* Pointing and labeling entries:

## START

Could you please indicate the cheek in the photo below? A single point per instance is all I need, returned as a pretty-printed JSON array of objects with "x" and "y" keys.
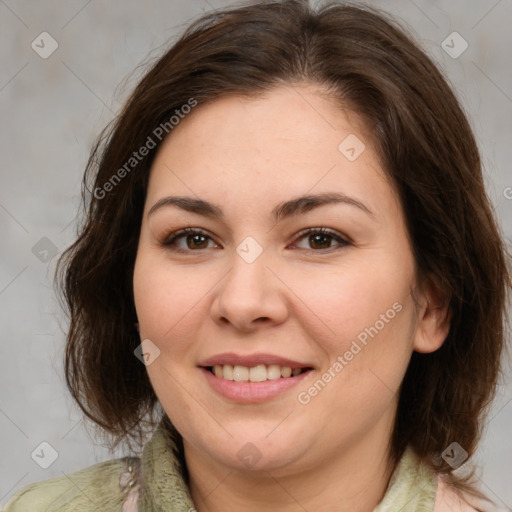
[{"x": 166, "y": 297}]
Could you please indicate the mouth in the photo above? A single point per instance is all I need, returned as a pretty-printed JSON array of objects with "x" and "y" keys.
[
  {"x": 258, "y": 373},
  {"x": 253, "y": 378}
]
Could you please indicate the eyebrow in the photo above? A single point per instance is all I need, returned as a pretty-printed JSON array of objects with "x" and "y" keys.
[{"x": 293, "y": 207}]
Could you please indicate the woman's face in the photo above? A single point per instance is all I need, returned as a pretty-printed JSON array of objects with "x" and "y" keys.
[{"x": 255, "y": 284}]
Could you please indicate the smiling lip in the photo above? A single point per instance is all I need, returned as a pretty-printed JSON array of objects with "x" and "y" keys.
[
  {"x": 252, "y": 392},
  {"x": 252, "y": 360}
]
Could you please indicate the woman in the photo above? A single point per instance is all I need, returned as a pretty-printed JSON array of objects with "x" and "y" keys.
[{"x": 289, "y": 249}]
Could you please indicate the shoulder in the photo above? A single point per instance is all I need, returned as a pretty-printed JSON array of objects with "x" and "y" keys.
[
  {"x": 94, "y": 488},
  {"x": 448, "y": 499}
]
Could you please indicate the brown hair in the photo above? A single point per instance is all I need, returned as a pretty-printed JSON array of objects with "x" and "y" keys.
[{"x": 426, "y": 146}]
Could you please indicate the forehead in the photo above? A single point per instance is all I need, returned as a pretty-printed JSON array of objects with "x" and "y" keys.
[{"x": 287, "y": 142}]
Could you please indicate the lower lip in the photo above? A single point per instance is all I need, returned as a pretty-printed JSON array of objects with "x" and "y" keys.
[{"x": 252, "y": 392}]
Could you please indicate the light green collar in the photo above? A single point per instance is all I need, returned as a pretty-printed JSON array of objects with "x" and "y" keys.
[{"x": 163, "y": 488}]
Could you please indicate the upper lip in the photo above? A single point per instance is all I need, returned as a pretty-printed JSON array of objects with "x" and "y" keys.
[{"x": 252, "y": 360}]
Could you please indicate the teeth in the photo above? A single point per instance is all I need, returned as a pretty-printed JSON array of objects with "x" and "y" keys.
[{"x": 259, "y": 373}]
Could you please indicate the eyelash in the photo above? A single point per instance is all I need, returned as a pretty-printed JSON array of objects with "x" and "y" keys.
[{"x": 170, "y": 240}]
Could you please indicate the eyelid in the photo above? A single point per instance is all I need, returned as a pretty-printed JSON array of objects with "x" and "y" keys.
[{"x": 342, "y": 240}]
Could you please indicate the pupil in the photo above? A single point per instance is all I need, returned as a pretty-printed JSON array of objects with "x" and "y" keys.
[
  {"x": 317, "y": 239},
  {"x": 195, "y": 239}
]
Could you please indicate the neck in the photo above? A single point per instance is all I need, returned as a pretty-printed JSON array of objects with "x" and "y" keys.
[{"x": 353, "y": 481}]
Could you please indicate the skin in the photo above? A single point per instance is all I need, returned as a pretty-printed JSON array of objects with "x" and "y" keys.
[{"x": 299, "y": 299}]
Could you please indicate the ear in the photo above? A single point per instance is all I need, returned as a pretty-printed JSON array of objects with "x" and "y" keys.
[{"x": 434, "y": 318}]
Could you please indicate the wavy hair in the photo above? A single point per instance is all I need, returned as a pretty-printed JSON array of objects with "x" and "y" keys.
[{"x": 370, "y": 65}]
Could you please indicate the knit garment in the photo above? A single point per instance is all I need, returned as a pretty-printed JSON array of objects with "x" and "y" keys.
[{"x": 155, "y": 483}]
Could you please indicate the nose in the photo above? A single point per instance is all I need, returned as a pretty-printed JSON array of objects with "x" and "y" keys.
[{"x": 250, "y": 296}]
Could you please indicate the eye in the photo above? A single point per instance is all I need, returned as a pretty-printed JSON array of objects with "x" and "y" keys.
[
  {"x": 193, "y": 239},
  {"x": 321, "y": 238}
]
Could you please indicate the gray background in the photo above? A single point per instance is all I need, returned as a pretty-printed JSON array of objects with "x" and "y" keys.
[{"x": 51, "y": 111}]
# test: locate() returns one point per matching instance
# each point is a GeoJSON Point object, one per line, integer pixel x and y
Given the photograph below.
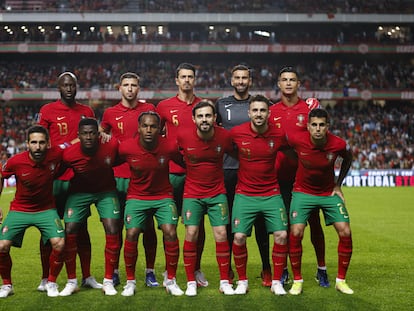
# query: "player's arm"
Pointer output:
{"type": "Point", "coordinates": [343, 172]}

## END

From the line containing "Could you please indicate the ear" down to the last line of the data, print every line exactly and nothing else. Pictures stay out of the copy.

Could you please indicate the ear in the photo above? A single point per instance is all I need, returned as a pretty-printed JSON array of objects with "x" and "y" keys.
[{"x": 434, "y": 318}]
Could you please indicate the wavy hair in the photo above? A single point per instance is all I need, returned as a pretty-printed JSON array of objects with "x" and "y" keys.
[{"x": 370, "y": 65}]
Could you please indicate the knit garment in the photo above? A single point per instance is all I need, returned as a pretty-printed JSON array of objects with "x" and "y" keys.
[{"x": 155, "y": 483}]
Could you please indicate the nose in the photo above? A single point per instance is all I need, returned as a pretty-printed JSON array of objects with "x" and "y" keys.
[{"x": 250, "y": 296}]
Could you please indicate the eye in the photo above? A single point per instance is all I need, returned as a pretty-printed JSON array of objects with "x" and "y" keys.
[
  {"x": 193, "y": 239},
  {"x": 321, "y": 238}
]
Could you please indicate the gray background in the photo above? A single point per instance is all I need, returned as a pretty-printed JSON array of objects with "x" and "y" keys.
[{"x": 51, "y": 111}]
# test: locate() returns one point per matching instance
# each point is a GeoJSON Point object, one per line, integer pixel x and y
Given the photograph below.
# query: "player's arm"
Pointer output:
{"type": "Point", "coordinates": [343, 172]}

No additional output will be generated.